* [QUESTIONS ON THE MATERIAL]:
a: From the lecture announcement, copy the passage from "Thaddeus PopeCARBONDALE, Ill." to "encouraged to attend." word for word.
b: According to the lecture announcement, at what time and on what date will Thaddeus M. Pope give his lecture?
c: Decide whether each statement agrees with the lecture announcement. Answer yes or no, and quote the words that settle it.
(i) Admission to the lecture costs nothing.
(ii) Pope directs the Health Law Institute at Southern Illinois University.
(iii) Reporters should contact Karen Carlson to arrange interviews about the Carbondale lecture.

* [SOURCE EXTRACT]:
■ ■ ■ ■ ■ ■ ■

February 27, 2015

Lecture will examine legal questions on death

by Pete Rosenbery

Thaddeus PopeCARBONDALE, Ill. -- A lecture at Southern Illinois University Carbondale will examine the question of when a person is legally dead. 

Thaddeus M. Pope, director of the Health Law Institute at Hamline University School of Law, will present the 2015 John & Marsha Ryan Bioethicist-in-Residence lecture at the Southern Illinois University School of Law Center for Health Law and Policy. 

Pope will address “When Are You Dead? Expanding Objections to Brain Death and Recommended Responses” at 5 p.m., Wednesday, April 15, in the courtroom in the Hiram H. Lesar Law Building.  The lecture is free and the public is encouraged to attend.


Media Advisory

Reporters, photographer and camera crews are welcome to cover the lecture. To make arrangements for interviews or for more information on the lecture, contact Alicia Ruiz, the law school’s director of communications and outreach, at 618/453-8700.  For the lecture in Springfield, contact Karen Carlson at 217/545-2155.

■ ■ ■ ■ ■ ■ ■

[Stored dataset items]
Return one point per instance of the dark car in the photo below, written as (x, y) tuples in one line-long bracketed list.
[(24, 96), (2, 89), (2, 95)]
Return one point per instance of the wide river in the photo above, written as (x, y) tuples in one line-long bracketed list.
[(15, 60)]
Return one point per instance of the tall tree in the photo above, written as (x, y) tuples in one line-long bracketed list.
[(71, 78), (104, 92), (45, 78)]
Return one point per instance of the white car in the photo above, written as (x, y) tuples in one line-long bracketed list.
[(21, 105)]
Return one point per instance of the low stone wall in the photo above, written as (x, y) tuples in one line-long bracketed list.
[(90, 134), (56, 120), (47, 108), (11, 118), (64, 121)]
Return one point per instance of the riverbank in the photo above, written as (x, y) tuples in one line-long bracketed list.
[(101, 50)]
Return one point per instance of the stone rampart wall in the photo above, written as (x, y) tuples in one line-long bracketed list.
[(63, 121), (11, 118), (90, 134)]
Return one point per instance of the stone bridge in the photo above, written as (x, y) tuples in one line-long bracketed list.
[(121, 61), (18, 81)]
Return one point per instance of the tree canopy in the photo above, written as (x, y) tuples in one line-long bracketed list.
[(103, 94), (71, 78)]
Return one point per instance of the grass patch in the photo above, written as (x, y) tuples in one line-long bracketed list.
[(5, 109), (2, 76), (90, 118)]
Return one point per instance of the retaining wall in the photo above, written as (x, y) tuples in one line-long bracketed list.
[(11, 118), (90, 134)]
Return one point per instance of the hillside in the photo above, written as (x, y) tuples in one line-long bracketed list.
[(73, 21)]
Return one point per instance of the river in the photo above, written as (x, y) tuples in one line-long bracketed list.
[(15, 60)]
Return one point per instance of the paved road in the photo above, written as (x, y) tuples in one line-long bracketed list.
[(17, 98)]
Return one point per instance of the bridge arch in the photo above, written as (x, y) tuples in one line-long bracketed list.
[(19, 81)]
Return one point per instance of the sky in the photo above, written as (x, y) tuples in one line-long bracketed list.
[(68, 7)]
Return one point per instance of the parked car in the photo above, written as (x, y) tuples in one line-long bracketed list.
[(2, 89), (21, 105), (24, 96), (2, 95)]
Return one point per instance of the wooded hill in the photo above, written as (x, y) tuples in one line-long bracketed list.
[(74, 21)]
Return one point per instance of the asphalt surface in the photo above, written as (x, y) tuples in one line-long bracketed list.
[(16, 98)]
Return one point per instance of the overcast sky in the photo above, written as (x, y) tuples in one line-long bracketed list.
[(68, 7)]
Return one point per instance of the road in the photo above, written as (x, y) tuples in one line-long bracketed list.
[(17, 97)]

■ ■ ■ ■ ■ ■ ■

* [RESULTS]:
a:
Thaddeus PopeCARBONDALE, Ill. -- A lecture at Southern Illinois University Carbondale will examine the question of when a person is legally dead. 

Thaddeus M. Pope, director of the Health Law Institute at Hamline University School of Law, will present the 2015 John & Marsha Ryan Bioethicist-in-Residence lecture at the Southern Illinois University School of Law Center for Health Law and Policy. 

Pope will address “When Are You Dead? Expanding Objections to Brain Death and Recommended Responses” at 5 p.m., Wednesday, April 15, in the courtroom in the Hiram H. Lesar Law Building.  The lecture is free and the public is encouraged to attend.

b: 5 p.m., Wednesday, April 15.

c:
(i) Yes: "The lecture is free and the public is encouraged to attend."
(ii) No: "director of the Health Law Institute at Hamline University School of Law"
(iii) No: "To make arrangements for interviews or for more information on the lecture, contact Alicia Ruiz, the law school’s director of communications and outreach, at 618/453-8700."